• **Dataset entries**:
──────────

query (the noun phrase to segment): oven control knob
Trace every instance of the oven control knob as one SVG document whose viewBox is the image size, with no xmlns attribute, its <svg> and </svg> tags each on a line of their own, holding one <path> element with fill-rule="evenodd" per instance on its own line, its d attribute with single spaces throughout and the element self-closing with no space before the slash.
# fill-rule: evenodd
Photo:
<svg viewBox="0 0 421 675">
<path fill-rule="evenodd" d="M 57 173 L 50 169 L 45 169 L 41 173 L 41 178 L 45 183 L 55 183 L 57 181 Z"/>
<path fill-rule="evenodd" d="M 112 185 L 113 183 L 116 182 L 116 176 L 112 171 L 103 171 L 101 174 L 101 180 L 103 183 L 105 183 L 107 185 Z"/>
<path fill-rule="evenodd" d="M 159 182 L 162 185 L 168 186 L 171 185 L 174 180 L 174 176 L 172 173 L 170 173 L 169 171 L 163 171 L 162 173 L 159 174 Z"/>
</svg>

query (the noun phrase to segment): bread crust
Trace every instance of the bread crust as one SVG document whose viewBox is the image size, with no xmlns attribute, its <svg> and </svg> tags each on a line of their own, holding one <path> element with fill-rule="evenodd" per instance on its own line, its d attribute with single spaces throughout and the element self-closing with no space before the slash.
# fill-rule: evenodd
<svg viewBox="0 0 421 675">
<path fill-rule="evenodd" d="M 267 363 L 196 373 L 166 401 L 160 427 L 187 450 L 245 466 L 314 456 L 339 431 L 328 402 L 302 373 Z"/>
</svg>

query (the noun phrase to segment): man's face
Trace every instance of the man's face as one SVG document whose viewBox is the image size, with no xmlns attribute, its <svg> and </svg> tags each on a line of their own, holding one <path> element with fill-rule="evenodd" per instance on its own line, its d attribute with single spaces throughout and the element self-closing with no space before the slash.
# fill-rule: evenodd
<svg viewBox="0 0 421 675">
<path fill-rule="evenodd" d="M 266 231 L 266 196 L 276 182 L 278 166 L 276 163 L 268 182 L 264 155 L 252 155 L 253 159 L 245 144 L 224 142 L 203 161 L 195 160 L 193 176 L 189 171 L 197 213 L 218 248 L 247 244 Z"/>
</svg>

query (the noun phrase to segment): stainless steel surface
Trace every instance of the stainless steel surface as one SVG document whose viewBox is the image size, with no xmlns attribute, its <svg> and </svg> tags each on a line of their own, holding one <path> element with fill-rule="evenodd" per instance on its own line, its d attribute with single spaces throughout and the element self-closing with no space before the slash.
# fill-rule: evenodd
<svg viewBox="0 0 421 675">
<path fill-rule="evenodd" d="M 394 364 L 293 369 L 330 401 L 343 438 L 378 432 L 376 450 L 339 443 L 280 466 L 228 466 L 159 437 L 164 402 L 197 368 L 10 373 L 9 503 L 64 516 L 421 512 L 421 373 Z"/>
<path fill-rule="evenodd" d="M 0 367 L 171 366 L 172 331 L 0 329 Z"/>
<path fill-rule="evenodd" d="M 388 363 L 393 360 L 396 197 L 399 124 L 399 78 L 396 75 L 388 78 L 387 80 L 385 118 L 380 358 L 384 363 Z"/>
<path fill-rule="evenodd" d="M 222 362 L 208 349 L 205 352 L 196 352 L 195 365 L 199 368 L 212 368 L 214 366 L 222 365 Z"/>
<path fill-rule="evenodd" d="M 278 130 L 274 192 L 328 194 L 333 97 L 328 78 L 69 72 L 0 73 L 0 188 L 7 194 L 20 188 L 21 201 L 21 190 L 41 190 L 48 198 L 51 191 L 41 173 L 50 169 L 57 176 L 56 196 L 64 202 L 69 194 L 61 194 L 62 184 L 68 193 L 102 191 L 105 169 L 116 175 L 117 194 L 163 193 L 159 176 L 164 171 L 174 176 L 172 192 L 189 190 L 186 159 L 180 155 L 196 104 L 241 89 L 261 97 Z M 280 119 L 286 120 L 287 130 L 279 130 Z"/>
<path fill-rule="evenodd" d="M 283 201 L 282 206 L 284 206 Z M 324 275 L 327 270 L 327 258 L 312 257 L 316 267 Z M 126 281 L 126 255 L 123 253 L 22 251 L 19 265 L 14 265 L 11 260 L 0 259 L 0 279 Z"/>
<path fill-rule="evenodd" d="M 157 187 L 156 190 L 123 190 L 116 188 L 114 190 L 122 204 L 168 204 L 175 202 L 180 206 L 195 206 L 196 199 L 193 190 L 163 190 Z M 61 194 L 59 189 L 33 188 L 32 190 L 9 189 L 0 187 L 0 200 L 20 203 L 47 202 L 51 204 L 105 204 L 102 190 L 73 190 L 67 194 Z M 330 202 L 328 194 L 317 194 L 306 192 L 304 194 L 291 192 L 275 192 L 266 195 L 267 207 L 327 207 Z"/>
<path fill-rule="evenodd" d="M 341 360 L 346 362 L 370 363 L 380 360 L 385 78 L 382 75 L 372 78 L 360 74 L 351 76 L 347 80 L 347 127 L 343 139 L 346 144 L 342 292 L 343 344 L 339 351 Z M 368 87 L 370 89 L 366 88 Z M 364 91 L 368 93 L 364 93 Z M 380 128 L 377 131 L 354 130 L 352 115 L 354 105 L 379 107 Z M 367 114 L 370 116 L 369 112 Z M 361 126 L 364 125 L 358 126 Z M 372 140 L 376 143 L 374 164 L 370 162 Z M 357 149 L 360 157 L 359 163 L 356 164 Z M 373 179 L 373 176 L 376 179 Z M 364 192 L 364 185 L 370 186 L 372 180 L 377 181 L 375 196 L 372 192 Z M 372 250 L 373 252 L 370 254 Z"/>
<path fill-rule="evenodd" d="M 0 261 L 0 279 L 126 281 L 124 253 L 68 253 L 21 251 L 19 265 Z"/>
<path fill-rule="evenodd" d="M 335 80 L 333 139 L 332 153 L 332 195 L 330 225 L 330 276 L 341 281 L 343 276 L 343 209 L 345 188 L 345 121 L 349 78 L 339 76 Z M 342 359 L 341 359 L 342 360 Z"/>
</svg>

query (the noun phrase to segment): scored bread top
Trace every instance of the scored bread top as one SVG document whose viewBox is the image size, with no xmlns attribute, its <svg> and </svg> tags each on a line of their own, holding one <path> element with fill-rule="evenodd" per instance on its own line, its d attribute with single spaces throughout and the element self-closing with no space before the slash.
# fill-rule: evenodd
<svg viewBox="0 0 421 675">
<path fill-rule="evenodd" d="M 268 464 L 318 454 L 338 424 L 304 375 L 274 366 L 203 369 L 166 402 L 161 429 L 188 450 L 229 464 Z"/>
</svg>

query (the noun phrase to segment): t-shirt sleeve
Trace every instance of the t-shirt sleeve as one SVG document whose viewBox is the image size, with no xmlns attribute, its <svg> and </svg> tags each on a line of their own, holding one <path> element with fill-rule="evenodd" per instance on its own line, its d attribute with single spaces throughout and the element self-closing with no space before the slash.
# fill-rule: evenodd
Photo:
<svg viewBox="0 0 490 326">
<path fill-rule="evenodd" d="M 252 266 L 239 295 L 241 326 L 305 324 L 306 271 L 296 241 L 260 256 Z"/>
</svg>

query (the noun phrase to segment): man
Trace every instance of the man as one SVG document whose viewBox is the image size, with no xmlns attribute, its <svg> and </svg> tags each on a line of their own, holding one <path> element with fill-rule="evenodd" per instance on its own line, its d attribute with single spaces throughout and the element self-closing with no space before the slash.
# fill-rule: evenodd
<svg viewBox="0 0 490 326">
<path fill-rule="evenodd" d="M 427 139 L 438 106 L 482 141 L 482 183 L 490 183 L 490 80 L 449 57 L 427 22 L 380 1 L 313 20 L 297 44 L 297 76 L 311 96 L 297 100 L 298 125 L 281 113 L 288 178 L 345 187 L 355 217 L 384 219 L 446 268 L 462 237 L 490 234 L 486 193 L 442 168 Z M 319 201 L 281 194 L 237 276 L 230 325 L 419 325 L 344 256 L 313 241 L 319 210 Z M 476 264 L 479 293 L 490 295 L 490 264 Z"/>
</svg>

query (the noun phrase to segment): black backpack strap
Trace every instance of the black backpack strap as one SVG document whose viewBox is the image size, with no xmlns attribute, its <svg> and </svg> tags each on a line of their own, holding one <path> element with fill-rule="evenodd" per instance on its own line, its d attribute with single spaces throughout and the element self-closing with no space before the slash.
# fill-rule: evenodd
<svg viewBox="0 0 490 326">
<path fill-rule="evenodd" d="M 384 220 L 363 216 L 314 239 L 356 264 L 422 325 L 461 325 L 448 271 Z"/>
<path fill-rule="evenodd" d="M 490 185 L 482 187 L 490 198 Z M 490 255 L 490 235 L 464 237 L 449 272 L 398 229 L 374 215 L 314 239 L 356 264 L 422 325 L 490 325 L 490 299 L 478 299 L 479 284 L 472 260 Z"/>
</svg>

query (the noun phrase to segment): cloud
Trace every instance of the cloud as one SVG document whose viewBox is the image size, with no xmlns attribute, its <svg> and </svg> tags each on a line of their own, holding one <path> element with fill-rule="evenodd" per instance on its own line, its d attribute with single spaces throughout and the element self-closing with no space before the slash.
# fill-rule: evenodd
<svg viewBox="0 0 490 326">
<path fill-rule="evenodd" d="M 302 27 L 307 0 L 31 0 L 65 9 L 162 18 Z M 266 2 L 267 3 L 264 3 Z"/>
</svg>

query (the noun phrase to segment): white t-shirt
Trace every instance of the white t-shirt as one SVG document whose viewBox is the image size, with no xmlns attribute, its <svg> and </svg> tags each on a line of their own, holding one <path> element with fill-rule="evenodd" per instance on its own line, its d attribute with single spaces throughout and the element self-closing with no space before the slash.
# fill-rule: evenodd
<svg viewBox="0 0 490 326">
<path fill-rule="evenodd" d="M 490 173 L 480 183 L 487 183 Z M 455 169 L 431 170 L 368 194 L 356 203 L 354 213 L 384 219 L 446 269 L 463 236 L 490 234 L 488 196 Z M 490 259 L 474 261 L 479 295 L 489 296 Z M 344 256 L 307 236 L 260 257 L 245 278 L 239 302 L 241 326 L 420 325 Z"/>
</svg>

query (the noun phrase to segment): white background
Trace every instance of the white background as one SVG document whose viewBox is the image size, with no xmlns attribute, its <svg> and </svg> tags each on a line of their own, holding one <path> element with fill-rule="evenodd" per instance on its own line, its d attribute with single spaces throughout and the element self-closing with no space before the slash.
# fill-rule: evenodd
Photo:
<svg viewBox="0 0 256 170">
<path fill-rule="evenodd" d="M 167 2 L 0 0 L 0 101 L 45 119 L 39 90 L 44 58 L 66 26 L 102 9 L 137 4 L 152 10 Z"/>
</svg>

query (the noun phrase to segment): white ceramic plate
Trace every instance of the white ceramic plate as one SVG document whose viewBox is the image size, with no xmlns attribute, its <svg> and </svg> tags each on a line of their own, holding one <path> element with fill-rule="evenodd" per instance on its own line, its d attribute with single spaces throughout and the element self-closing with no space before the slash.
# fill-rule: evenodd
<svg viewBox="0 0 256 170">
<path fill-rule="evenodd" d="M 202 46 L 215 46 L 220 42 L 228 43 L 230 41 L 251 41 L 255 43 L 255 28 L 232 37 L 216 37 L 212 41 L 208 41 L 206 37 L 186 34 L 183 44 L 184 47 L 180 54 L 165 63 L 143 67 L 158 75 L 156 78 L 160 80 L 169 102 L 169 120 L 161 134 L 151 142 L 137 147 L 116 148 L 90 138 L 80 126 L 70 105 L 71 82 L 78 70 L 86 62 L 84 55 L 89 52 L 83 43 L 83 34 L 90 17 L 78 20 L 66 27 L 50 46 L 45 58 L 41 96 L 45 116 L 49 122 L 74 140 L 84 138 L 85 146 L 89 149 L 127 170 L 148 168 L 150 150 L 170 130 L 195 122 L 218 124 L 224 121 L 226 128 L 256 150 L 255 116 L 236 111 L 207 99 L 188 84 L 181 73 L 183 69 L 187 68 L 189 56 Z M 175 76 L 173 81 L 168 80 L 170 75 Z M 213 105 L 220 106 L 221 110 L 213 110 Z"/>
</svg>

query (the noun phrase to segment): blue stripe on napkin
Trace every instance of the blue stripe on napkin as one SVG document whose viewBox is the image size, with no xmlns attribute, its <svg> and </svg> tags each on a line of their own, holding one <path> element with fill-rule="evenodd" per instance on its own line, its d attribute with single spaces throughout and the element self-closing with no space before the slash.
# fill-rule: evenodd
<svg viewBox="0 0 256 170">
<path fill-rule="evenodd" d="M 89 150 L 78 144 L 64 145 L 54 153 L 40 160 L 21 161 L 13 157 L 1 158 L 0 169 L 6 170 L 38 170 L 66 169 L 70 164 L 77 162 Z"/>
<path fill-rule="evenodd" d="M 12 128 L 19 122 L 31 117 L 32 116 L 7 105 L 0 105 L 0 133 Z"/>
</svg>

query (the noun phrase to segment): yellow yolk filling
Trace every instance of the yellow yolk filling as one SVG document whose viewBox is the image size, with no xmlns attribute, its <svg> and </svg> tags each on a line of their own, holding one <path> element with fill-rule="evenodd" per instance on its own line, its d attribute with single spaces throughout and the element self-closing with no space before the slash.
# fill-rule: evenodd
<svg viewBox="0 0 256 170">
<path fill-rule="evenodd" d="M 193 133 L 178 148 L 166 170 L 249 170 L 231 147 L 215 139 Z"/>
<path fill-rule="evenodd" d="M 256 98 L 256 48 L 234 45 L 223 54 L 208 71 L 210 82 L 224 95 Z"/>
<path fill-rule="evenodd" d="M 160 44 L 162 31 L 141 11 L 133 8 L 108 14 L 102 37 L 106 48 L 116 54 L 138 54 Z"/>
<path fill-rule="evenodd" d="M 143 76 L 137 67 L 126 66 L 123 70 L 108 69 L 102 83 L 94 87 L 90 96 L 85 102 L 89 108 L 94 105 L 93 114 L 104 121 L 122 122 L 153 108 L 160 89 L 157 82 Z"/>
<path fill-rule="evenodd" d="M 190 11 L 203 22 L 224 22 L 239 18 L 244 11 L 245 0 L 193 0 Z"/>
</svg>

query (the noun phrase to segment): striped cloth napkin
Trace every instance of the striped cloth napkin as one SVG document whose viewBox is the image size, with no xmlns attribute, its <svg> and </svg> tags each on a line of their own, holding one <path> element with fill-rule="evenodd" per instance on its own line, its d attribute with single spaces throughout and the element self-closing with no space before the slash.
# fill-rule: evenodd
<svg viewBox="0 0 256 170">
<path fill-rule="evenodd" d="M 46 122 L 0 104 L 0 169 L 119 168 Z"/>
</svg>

──────────

• **Exercise**: Recast the items from the start through the line containing "57 173 L 50" as a two-column CSV with the columns input and output. Give one row per item, with its text and its answer each in one quoted field and line breaks turned into spaces.

• **Task output**:
input,output
"query (the noun phrase to segment): oven control knob Trace every instance of the oven control knob as one SVG document whose viewBox is the image size, with no xmlns attribute, its <svg> and </svg> tags each on a line of their own, holding one <path> element with fill-rule=""evenodd"" per instance on its own line, its d attribute with single spaces throughout and the element self-closing with no space before the slash. # fill-rule: evenodd Photo:","<svg viewBox=""0 0 421 675""> <path fill-rule=""evenodd"" d=""M 57 173 L 50 169 L 45 169 L 41 173 L 41 178 L 45 183 L 55 183 L 57 181 Z""/>"